The assassination of Chief William McIntosh.

Twelve more chiefs arrived for the meeting at Stone Mountain, making twenty-three, with a lot of braves, most of whom were relatives of the chiefs, and Willet started with them on the long and colorful procession to New York.

McGillivray accepted payment for his property in Savannah that had been confiscated. The Georgia colony already had twice bought and paid for the land east of the Oconee River, but McGillivray sold the same land again, and signed a third treaty for $100,000. For assurance against further Indian troubles, Washington commissioned him brigadier general in the United States Army and awarded him a pension of $1,200 a year.

McGillivray went immediately to Pensacola, where the Spaniards proclaimed him emperor of the Creeks and Seminoles and paid him $3,500 a year to continue harassing Georgia settlers. He died in 1793 of “gout of the stomach,” which may have been an unidentified poison.

In 1802 the Creeks signed a treaty giving up their lands west of the Oconee River to the state line. Georgia then ceded the Alabama and Mississippi territories to the United States government in exchange for a promise to remove all the Indians from within the state’s borders, a pledge that was not carried out. The state began distributing the land by lottery in 1803.

Reports of the rock that was as big as a mountain continued to arouse wide interest, but they were descriptions given by Indians. Few white men still had seen it. M. F. Stephenson, the famous gold assayer of Dahlonega, wrote that in 1808 an Englishman returned to London with the story, but the location of the mountain was so far from the Blue Ridge peaks that he thought it was man-made. The president of the Academy of Arts and Sciences in Paris addressed a letter to the Hon. R. W. Habersham of Savannah asking for the dimensions and other data concerning this vast relic of architectural grandeur.

The frontier continued in turmoil, which reached a climax through incitement of the Indians by the British in the War of 1812. In 1814 Andrew Jackson, with 2,500 militiamen and a lot of Cherokees, cornered and practically annihilated the militant branch of the Creeks at Horseshoe Bend of the Coosa River in Alabama.

During the years several more treaties concerning the Stone Mountain area were signed and ignored. The Creeks enacted the death penalty for any chief who disposed of any more of the tribe’s properties. Then Chief William McIntosh again sold the land between the Oconee and Chattahoochee rivers for $400,000 in a treaty signed at Indian Springs in February, 1825. Two months later he was riddled with bullets from a hundred Creek rifles.

The next year, in 1826, President John Quincy Adams invited thirteen Creek chiefs to Washington and bought the land east of the Chattahoochee again.

DATA SECTION:
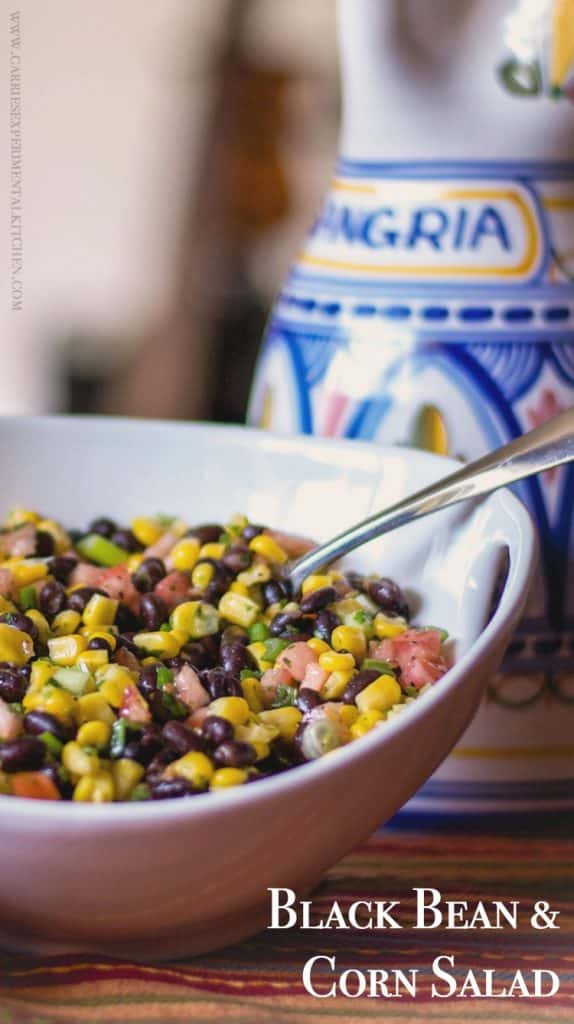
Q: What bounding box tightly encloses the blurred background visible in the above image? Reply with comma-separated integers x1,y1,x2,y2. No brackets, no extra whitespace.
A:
0,0,339,421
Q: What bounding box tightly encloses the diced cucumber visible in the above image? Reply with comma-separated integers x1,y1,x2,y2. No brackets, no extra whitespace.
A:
76,534,130,566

WORK TO COMPLETE: Can you repeat the passage on Chief William McIntosh's assassination word for word, starting at the words "Twelve more chiefs" and stopping after "of $1,200 a year."?

COMPLETED TASK:
Twelve more chiefs arrived for the meeting at Stone Mountain, making twenty-three, with a lot of braves, most of whom were relatives of the chiefs, and Willet started with them on the long and colorful procession to New York.

McGillivray accepted payment for his property in Savannah that had been confiscated. The Georgia colony already had twice bought and paid for the land east of the Oconee River, but McGillivray sold the same land again, and signed a third treaty for $100,000. For assurance against further Indian troubles, Washington commissioned him brigadier general in the United States Army and awarded him a pension of $1,200 a year.